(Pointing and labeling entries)

-- Start --

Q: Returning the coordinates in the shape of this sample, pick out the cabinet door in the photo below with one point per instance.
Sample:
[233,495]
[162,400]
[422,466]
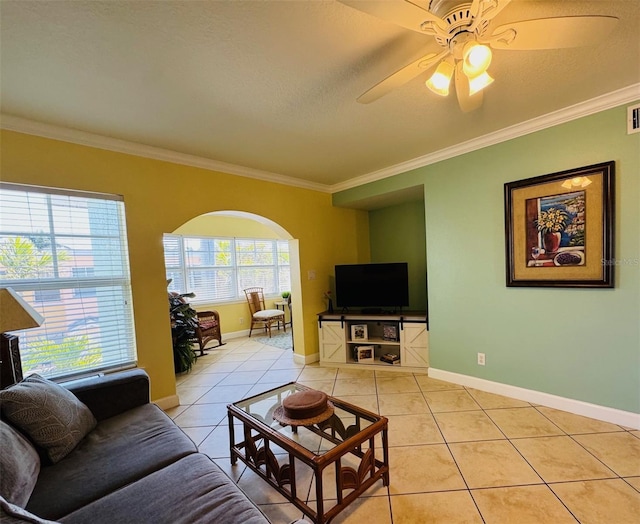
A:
[414,339]
[332,342]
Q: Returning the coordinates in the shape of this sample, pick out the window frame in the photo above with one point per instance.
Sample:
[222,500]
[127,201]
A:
[104,322]
[186,271]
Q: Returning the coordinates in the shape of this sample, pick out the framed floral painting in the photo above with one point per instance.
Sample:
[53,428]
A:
[559,228]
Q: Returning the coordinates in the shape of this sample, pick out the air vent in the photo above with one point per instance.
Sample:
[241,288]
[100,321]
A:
[633,119]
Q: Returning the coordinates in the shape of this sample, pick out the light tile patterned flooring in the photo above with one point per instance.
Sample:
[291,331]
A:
[456,454]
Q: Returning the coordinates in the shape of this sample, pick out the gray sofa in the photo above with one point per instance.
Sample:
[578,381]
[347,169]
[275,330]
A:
[134,466]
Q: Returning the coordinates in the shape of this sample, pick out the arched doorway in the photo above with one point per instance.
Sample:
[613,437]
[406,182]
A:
[240,224]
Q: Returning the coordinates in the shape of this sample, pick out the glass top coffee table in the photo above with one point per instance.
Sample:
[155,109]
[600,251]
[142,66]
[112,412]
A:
[351,449]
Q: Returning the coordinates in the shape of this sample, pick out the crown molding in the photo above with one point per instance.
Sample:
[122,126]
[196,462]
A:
[589,107]
[74,136]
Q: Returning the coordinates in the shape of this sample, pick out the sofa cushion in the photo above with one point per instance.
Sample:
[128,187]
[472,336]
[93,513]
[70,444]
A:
[49,414]
[121,450]
[19,466]
[12,514]
[192,490]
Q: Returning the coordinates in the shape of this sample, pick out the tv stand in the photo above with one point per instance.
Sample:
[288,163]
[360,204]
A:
[362,339]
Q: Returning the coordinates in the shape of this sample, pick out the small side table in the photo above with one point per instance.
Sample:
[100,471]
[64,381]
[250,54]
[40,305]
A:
[284,304]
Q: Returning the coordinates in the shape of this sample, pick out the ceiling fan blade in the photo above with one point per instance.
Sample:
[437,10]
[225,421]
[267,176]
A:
[466,101]
[399,12]
[552,33]
[495,7]
[401,77]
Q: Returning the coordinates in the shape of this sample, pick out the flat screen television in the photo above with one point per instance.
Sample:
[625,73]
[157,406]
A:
[372,286]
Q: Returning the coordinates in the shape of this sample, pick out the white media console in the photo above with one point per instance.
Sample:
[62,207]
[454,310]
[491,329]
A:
[362,339]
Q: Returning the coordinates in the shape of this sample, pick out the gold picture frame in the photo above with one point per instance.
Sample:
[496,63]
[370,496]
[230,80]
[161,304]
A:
[559,229]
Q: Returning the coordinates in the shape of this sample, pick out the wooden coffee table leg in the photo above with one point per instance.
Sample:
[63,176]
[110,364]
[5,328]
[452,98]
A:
[232,440]
[385,455]
[319,496]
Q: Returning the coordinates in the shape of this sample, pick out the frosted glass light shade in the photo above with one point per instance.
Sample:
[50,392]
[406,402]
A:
[479,82]
[440,80]
[476,59]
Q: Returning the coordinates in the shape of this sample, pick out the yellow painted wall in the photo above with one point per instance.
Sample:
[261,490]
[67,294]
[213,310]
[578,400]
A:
[225,226]
[161,196]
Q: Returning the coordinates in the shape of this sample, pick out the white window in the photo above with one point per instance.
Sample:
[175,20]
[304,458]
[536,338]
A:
[65,253]
[219,269]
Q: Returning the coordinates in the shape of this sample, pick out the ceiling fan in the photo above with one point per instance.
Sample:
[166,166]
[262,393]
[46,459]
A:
[465,36]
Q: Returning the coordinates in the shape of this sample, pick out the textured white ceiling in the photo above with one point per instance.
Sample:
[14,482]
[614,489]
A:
[273,85]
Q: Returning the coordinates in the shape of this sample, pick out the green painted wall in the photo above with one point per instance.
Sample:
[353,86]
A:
[397,234]
[577,343]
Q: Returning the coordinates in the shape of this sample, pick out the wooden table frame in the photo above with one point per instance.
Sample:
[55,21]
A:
[254,449]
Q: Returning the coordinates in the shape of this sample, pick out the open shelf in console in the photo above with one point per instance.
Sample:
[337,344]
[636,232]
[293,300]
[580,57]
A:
[361,340]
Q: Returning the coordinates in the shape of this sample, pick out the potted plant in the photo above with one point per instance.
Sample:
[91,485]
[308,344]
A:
[183,330]
[551,223]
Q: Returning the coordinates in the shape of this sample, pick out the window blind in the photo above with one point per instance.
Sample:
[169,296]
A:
[65,253]
[219,269]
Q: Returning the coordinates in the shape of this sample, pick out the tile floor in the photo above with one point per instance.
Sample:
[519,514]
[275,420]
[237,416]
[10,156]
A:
[456,454]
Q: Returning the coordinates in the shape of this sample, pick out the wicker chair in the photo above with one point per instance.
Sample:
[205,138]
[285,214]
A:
[208,329]
[261,315]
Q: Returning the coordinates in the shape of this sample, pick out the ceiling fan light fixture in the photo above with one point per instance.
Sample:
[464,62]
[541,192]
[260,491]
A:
[441,78]
[478,83]
[476,58]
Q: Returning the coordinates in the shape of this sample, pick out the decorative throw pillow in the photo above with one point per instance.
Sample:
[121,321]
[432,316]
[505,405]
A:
[19,466]
[49,414]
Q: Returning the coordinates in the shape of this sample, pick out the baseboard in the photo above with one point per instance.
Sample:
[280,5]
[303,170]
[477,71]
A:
[165,403]
[606,414]
[306,359]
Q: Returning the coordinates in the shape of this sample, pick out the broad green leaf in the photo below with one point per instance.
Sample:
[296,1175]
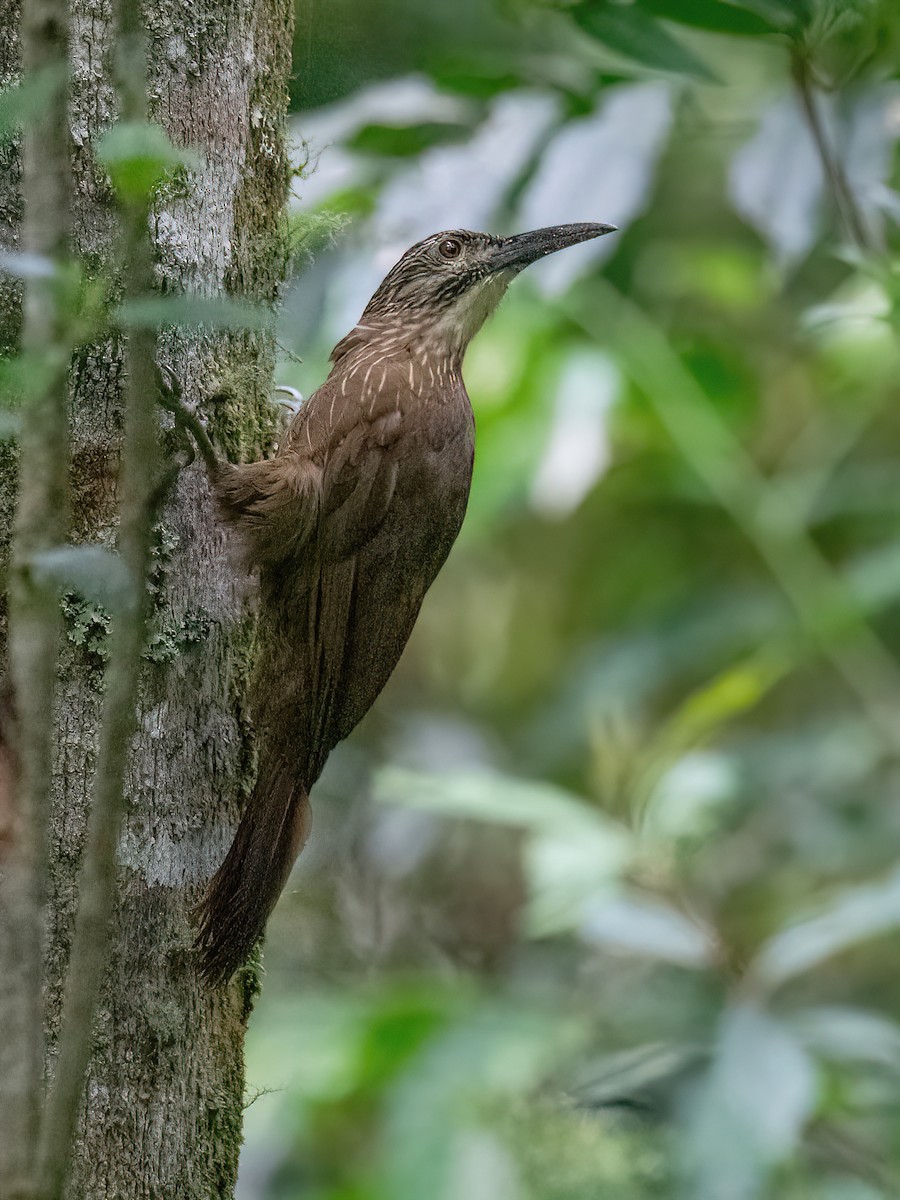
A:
[735,691]
[717,16]
[10,425]
[634,34]
[138,156]
[192,311]
[403,141]
[95,573]
[849,1035]
[857,916]
[483,796]
[568,871]
[649,928]
[751,1108]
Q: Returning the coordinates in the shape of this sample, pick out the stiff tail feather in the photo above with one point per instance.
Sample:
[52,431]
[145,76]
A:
[233,913]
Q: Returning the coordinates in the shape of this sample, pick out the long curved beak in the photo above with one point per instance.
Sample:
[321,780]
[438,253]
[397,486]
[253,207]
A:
[517,252]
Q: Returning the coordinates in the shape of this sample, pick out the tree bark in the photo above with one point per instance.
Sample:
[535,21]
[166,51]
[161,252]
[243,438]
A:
[162,1109]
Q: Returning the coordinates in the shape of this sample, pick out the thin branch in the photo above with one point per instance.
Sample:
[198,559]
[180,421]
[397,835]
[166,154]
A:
[41,522]
[138,491]
[852,219]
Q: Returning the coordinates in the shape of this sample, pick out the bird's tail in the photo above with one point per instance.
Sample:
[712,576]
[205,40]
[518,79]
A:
[233,913]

-- End --

Task directions. Copy the data exactly. Any picture it contains is to be omitted.

Expected answer.
Q: Returning the coordinates in the shape of this sample, pick out the cabinet door in the photo below with one point per instance.
Sample:
[233,495]
[162,400]
[422,466]
A:
[414,339]
[332,342]
Q: Returning the coordinates in the shape of this sample, pick out the window frame in the photo above with one point per instance.
Sample:
[222,500]
[127,201]
A:
[104,322]
[186,271]
Q: Returning the coordinates in the shape of this sample, pick out the framed floral painting in the photo above with one point per instance.
Sample:
[53,428]
A:
[559,228]
Q: Returning the coordinates in the shape of this sample, pick out the air vent in the photo above with one point per instance.
Sample:
[241,288]
[100,321]
A:
[633,119]
Q: Returning the coordinates in the shape of this sample, pick out the light tile patterned flooring in the photo above with one point per instance.
Sample:
[291,331]
A:
[456,454]
Q: Returning the coordinates in the shape of this sample, pick out the gray sofa in the photo above with one point per instance.
Sample:
[578,381]
[347,169]
[275,330]
A:
[134,466]
Q: Returning the coordinates in the shape of this sample, pick out the arched doorway in the photo above with one point per instance.
Sample:
[613,437]
[406,182]
A:
[240,224]
Q: Returning the coordinates in the shape of this sample, pick out the glass top coffee table in the photo above with one point per instance.
Sample:
[155,109]
[600,251]
[142,66]
[112,412]
A:
[351,449]
Q: Returning the coordinates in the shape of this sample, pick out the crown molding in the photo above with one point per instance.
Sample:
[122,126]
[196,462]
A:
[589,107]
[74,136]
Q: Returning the coordinates in the shape of this sample, pick out the sofa cushion in the photo above with one point per instance.
Sample:
[128,187]
[472,336]
[93,513]
[70,444]
A:
[49,414]
[121,450]
[19,466]
[12,514]
[192,490]
Q: Returning the coordinates in the shape of this sample, pick out the tv stand in the photo above with one point per instance.
Sample:
[288,163]
[360,204]
A:
[362,339]
Q: Returning the coordinates in the shape of this sample, pick out the small side table in the photo above with one point per instance.
Sample:
[100,471]
[64,381]
[250,54]
[40,305]
A:
[284,304]
Q: Returning the coordinates in the shape of this sample, pick out the ceiling fan blade in the photo above with one point per instance.
Sample:
[437,10]
[225,421]
[267,176]
A:
[466,101]
[399,12]
[552,33]
[495,7]
[401,77]
Q: Returning the coordinates in the shape of this sample, pick out the flat screen television in the photo above with one point per instance.
Sample:
[625,73]
[157,406]
A:
[372,286]
Q: Returning the coordinates in the shape of this sample, pick out the white media console in the photo above with one point per instance.
Sample:
[62,207]
[454,310]
[491,329]
A:
[362,339]
Q: Returning the coordinates in the shape of this sample, pick out the gold picture frame in the photo above with one point per instance.
Sample:
[496,63]
[370,496]
[230,80]
[161,304]
A:
[559,229]
Q: Returning the coordinates in the shape of this sample, pick out the wooden coffee table leg in the photo above with one point per instance.
Sample:
[63,176]
[110,364]
[5,328]
[452,98]
A:
[232,440]
[385,455]
[319,496]
Q: Returning the coordinates in the shape of this sample, pick out the frosted glass light shade in the photo above with one point per instance.
Sample:
[50,392]
[406,402]
A:
[479,82]
[440,80]
[476,59]
Q: Returning the coordinates in the shape of this sample, pick out the yellow painted wall in the photo above with one point per instance.
Sample:
[261,490]
[67,294]
[213,310]
[578,400]
A:
[225,226]
[161,196]
Q: Returning the coordinates in the shape of this sample, pick out the white window in the photo above with one point per instance.
Sample:
[175,20]
[304,458]
[536,338]
A:
[65,253]
[219,269]
Q: Returning the coordinates in the shape of this sample, pick out the ceiling fan in the photo above with one point per instance.
Sample:
[166,166]
[262,393]
[46,459]
A:
[465,36]
Q: Returning the coordinates in the shape of this sample, pick out the textured white ceiling in the photo above with one point per instance.
Sample:
[14,482]
[614,489]
A:
[273,85]
Q: Returning the coordinates in the shape of this sample, pick out the green painted wall in the photo above with one point per instance.
Sample:
[353,86]
A:
[397,234]
[577,343]
Q: Returning the coordinates in the shape of this sample, pick out the wooden table frame in the photo above with one point per instance.
Sample:
[55,21]
A:
[254,449]
Q: Returning the coordinates in the shape of this sample, pick out the open shelf in console in the photo above with one point per instance.
Sample:
[337,344]
[636,232]
[293,300]
[580,57]
A:
[361,340]
Q: Returning the coordinates in the shape of this sample, pick out the potted plant in the photo above with one point per instance.
Sample:
[91,485]
[308,344]
A:
[183,330]
[551,223]
Q: Returning the coordinates in the shape of this sample, pick out the window blind in the photo above with one point per instance.
Sample:
[169,296]
A:
[65,253]
[219,269]
Q: Returning the coordinates in the shape of this sample, pick out the tile floor in the photo above with one point per instance.
Sample:
[519,514]
[275,420]
[237,416]
[10,156]
A:
[456,454]
Q: Returning the coordinates in the shape of this sample, pick out the wicker chair in the photo above with one point per instance.
Sample:
[205,138]
[285,214]
A:
[208,329]
[261,315]
Q: Returning the coordinates in the shape of this sample, pick out the ceiling fan light fixture in the photo above with one point per instance.
Sample:
[464,62]
[541,192]
[260,491]
A:
[441,78]
[478,83]
[476,58]
Q: Returning the coordinates in the shape of this sample, pick out the decorative throw pillow in the photo above with one point per instance.
Sample:
[121,321]
[432,316]
[505,405]
A:
[19,466]
[49,414]
Q: Returning the coordinates in the shape of this sample, pick out the baseboard in the photo above with one point per instance.
Sample:
[280,5]
[303,170]
[477,71]
A:
[165,403]
[606,414]
[306,359]
Q: Returning the coordinates in the shape of this sample, pick out the broad green leaf in the photo below with one point per instance.
Sample:
[296,1175]
A:
[735,691]
[717,16]
[10,425]
[634,34]
[138,156]
[192,311]
[403,141]
[95,573]
[849,1035]
[857,916]
[483,796]
[568,871]
[649,928]
[751,1108]
Q: Returning the coordinates in the shape of this sample, pick out the stiff tail feather in the photo above with one point per instance.
Sample:
[52,431]
[145,76]
A:
[233,913]
Q: Returning the coordinates in the shape of this sample, pick out the long curved beak in the photo above with one point per instance.
Sample:
[321,780]
[438,253]
[397,486]
[253,207]
A:
[517,252]
Q: Returning the coordinates in the shape of this sample, pick out the tree bark in the photo above with one point per instance.
Sample:
[535,21]
[166,51]
[161,252]
[243,438]
A:
[162,1109]
Q: Returning the coordinates in the shape of this sample, pick out the thin branch in the photo above with one point per instance.
Sample:
[198,559]
[180,421]
[397,835]
[166,154]
A:
[41,522]
[138,491]
[852,219]
Q: Returning the coordinates in the shape of this sample, pick out the bird's tail in the photo above with one point per instance.
Sample:
[712,576]
[205,40]
[518,79]
A:
[233,913]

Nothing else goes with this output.